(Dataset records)
____________________

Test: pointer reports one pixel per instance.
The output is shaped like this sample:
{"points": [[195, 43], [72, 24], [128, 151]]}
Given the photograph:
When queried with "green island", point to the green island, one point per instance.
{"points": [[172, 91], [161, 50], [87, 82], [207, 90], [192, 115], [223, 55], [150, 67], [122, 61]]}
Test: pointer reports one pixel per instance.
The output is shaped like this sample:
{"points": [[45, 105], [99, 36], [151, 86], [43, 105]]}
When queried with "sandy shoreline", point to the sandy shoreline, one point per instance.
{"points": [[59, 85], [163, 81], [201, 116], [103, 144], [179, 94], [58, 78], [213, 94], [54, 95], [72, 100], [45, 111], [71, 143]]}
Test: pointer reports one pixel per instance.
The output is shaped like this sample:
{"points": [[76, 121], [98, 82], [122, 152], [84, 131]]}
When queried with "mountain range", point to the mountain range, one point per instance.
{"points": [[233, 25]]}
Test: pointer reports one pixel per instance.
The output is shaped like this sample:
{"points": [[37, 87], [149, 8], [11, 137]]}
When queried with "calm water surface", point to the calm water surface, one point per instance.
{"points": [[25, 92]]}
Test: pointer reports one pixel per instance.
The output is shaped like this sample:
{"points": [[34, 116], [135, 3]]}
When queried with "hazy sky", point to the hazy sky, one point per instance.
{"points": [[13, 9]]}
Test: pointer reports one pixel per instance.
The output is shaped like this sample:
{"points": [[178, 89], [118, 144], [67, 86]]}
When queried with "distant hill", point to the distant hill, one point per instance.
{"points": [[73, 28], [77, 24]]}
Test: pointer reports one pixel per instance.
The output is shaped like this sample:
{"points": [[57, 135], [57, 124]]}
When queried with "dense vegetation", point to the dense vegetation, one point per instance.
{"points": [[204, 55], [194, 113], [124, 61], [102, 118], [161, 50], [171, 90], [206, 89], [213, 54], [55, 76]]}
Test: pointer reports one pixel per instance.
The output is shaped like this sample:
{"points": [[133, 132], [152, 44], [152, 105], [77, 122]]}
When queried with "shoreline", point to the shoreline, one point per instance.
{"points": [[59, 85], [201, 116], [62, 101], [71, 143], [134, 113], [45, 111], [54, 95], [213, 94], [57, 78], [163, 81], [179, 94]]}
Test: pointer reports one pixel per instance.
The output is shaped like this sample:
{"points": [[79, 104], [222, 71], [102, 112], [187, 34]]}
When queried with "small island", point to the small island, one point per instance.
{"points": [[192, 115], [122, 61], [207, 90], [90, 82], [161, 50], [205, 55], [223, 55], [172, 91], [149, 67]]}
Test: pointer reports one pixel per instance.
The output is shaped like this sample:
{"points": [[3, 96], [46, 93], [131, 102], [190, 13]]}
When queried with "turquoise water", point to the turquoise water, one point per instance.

____________________

**Problem description**
Send back each record exactly as it stands.

**The completed task**
Test: pointer reports one pixel per instance.
The output is shaped like this sample:
{"points": [[195, 43], [72, 24], [128, 151]]}
Given the photograph:
When queried with "green island", point to the green island, one point per instance.
{"points": [[172, 91], [161, 50], [87, 82], [207, 90], [192, 115], [223, 55], [150, 67], [122, 61]]}
Test: pointer reports one pixel per instance.
The output is shaped like this sample:
{"points": [[45, 105], [99, 36], [151, 86], [43, 105]]}
When queried with "sandy shoreline", point to the sandy shoreline, one point per instance.
{"points": [[59, 85], [163, 81], [201, 116], [103, 144], [179, 94], [58, 78], [213, 94], [54, 95], [72, 100], [45, 111], [71, 143]]}
Test: pointer reports one pixel per instance.
The output is shaped like this sample:
{"points": [[76, 121], [98, 82], [122, 152], [84, 131]]}
When queried with "mountain range", point to the mountain range, one point per instance.
{"points": [[233, 25]]}
Test: pointer reports one pixel per instance.
The output is shaped like this sample:
{"points": [[37, 87], [149, 8], [11, 137]]}
When queried with "calm water surface", point to the calm water surface, one point per instance.
{"points": [[25, 92]]}
Test: pointer reports one pixel per instance.
The output is shaped like this sample:
{"points": [[34, 116], [135, 3]]}
When queried with "hazy sky", point to the hazy sky, one point per instance.
{"points": [[13, 9]]}
Test: pointer reports one pixel per instance.
The output is shaped like this sample:
{"points": [[178, 89], [118, 144], [67, 86]]}
When queried with "distant hill", point to the distant hill, one point per instance.
{"points": [[73, 28], [77, 24]]}
Test: pointer reports one pixel per instance.
The output is shaped like this sample:
{"points": [[57, 135], [57, 124]]}
When queried with "dense vegetation", point to the dense vegetation, one point per instance.
{"points": [[204, 55], [194, 113], [124, 61], [102, 118], [161, 50], [171, 90], [206, 89], [213, 54], [55, 76]]}
Test: pointer reports one pixel per instance.
The output is shaped like this sample:
{"points": [[133, 132], [152, 44], [152, 105], [77, 122]]}
When queried with "shoreline", point to the shoreline, one point per instance.
{"points": [[59, 85], [201, 116], [62, 101], [71, 143], [134, 113], [45, 111], [54, 95], [213, 94], [57, 78], [163, 81], [179, 94]]}
Test: pointer reports one pixel per instance.
The output is shaped like this sample:
{"points": [[79, 104], [222, 71], [102, 112], [187, 34]]}
When queried with "small island", point to the small island, one point per instance.
{"points": [[192, 115], [122, 61], [207, 90], [90, 82], [161, 50], [205, 55], [223, 55], [172, 91], [149, 67]]}
Test: pointer reports one pixel per instance.
The output is shaped like this sample:
{"points": [[3, 96], [46, 93], [131, 102], [190, 13]]}
When queried with "turquoise water", point to the turquoise water, one point per instance.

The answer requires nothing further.